Instructions to follow :: Below is the data. Give it again, complete and exact.

— Start Dataset content —

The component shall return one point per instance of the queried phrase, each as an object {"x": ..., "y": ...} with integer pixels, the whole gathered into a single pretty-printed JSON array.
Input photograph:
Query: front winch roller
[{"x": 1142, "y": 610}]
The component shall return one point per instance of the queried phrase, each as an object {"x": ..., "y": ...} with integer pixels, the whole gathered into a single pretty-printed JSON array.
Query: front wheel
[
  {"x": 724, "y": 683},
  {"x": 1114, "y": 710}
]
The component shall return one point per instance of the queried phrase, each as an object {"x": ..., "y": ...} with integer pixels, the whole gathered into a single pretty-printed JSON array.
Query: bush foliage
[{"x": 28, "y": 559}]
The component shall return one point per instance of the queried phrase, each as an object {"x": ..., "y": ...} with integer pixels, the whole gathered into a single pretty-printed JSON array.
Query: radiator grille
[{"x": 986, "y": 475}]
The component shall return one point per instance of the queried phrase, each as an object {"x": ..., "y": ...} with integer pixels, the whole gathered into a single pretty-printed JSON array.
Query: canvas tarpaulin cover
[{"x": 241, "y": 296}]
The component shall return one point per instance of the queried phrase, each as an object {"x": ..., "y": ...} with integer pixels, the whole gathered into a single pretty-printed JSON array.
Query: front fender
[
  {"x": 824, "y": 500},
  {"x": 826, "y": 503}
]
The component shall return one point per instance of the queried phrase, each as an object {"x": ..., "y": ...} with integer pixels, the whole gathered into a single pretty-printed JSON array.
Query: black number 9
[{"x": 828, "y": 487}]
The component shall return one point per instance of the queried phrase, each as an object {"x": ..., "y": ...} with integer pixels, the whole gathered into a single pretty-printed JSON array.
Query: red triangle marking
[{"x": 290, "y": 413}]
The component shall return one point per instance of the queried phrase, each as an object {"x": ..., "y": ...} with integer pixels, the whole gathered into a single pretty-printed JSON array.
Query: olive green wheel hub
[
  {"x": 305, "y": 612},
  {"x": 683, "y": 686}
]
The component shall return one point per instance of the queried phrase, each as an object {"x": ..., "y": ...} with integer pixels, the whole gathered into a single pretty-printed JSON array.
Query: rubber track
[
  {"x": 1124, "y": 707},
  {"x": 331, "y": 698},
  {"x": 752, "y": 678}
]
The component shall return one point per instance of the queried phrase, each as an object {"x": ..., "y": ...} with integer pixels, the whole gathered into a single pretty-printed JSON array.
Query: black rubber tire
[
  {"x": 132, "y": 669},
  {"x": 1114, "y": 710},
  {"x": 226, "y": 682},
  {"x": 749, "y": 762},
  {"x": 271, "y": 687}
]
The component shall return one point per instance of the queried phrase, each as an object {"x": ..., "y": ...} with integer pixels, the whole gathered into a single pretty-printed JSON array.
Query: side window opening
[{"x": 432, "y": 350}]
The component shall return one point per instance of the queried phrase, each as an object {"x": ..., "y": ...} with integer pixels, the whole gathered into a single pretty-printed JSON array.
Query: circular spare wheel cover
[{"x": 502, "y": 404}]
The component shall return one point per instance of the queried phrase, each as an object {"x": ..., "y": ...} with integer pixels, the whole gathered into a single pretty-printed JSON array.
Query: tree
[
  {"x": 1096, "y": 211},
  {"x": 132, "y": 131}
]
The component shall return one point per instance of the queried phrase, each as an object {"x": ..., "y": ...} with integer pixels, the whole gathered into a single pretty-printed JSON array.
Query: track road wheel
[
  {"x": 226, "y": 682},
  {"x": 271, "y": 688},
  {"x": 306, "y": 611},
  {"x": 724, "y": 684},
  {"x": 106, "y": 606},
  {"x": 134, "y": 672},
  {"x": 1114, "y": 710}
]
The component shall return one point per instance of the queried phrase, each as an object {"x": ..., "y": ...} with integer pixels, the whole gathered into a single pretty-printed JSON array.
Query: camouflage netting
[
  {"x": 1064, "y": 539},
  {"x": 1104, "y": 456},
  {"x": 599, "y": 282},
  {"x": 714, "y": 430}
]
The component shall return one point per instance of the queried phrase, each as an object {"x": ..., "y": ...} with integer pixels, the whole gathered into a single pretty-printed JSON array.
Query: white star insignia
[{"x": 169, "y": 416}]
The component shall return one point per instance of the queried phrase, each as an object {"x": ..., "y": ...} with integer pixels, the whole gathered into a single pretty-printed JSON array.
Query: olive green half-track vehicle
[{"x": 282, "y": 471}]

— End Dataset content —

Exercise result ::
The component shall return one point per instance of the queried phrase, each as an object {"x": ..., "y": ...} with integer pixels, the whole gathered into a single pretty-printed JSON array.
Input photograph:
Query: front winch roller
[{"x": 1142, "y": 610}]
The component shall return one point per instance of the queried phrase, each as an object {"x": ..., "y": ...} with integer pixels, the whole gathered into a single pretty-printed JSON array.
Query: front wheel
[
  {"x": 724, "y": 683},
  {"x": 1114, "y": 710}
]
The component shall return one point per instance of the queried phrase, each as an object {"x": ..., "y": ...} with integer pixels, the whole gathered into a single pretty-printed JSON array.
Query: bush foliage
[{"x": 28, "y": 559}]
The component shall return one point per instance of the queried phrase, each as an object {"x": ..., "y": ...} with integer pixels, the whole gathered into a single pretty-printed JSON array.
Query: radiator grille
[{"x": 986, "y": 475}]
The component shall return one point per instance of the queried phrase, each as an object {"x": ..., "y": ...} with integer pixels, the whole gathered into a single pretty-printed JSON array.
Query: canvas tarpaulin cover
[{"x": 241, "y": 296}]
The component shall return one point per instance of the queried phrase, each as an object {"x": ..., "y": ...} with integer pixels, the whole gathered into a single pretty-printed JSON array.
Query: front fender
[
  {"x": 824, "y": 500},
  {"x": 826, "y": 503}
]
The component shall return one point per instance of the queried phrase, each as an object {"x": ..., "y": ...} with integer pixels, the whole gathered into a single pretty-printed JSON array.
Query: black number 9
[{"x": 828, "y": 487}]
The component shall return one point per instance of the queried phrase, each as an object {"x": ..., "y": ...} with integer pixels, the whole gathered into a single pretty-printed JSON array.
Query: red triangle marking
[{"x": 290, "y": 413}]
The component shall return one point per instance of the queried phrase, each as an object {"x": ..., "y": ...} with integer pixels, the whole gathered into a single pretty-printed JSON array.
Query: olive green wheel hub
[
  {"x": 305, "y": 612},
  {"x": 683, "y": 686}
]
The component shall return one point per instance of the queried phrase, each as an object {"x": ..., "y": ...} with integer pixels, the whole gathered into a single pretty-printed JSON array.
Query: rubber track
[
  {"x": 1124, "y": 707},
  {"x": 331, "y": 698},
  {"x": 752, "y": 678}
]
The component shall return one point per instance of the queried phrase, each as an object {"x": ..., "y": ...} with integer pixels, the whole gathered into a single pretty-printed JSON array.
Query: black rubber tire
[
  {"x": 132, "y": 669},
  {"x": 1114, "y": 710},
  {"x": 226, "y": 682},
  {"x": 749, "y": 762},
  {"x": 271, "y": 687}
]
The component shall return one point per instance of the queried phrase, each as an object {"x": ..., "y": ...} with integer pixels, the whole gathered into a single pretty-printed JSON array.
Query: side window opening
[{"x": 432, "y": 350}]
The component shall return one point per instance of the queried phrase, each as an object {"x": ..., "y": ...} with integer pixels, the whole gathered into a single pretty-printed JSON array.
Query: circular spare wheel cover
[{"x": 502, "y": 404}]
The component shall return one point per instance of the queried phrase, each as an object {"x": ..., "y": ...} with integer pixels, the whole gathered into a single pretty-printed JSON array.
Query: tree
[
  {"x": 1096, "y": 211},
  {"x": 132, "y": 131}
]
The component shall return one point per instance of the queried phrase, each as an object {"x": ..., "y": ...} with integer pixels, the whole gathered into a single pretty-printed JSON array.
Query: track road wheel
[
  {"x": 226, "y": 682},
  {"x": 271, "y": 688},
  {"x": 306, "y": 611},
  {"x": 724, "y": 684},
  {"x": 106, "y": 606},
  {"x": 134, "y": 672},
  {"x": 1114, "y": 710}
]
The component shall return one point per instance of the queried phrase, each as an object {"x": ..., "y": ...} with integer pixels, the whole gathered into a single pretty-printed JSON array.
Query: camouflage netting
[
  {"x": 1064, "y": 539},
  {"x": 1104, "y": 456},
  {"x": 599, "y": 282},
  {"x": 714, "y": 430}
]
The component shall return one point per instance of the queried phrase, each as an object {"x": ..., "y": ...} with integer pixels, the whole gathered into a single pretty-printed JSON array.
Query: white star insignia
[{"x": 169, "y": 416}]
The component shall return one point per instance of the queried phrase, each as an object {"x": ..., "y": ...} with integer pixels, the whole gathered into a single pretty-printed JSON array.
Query: olive green half-track vehicle
[{"x": 282, "y": 471}]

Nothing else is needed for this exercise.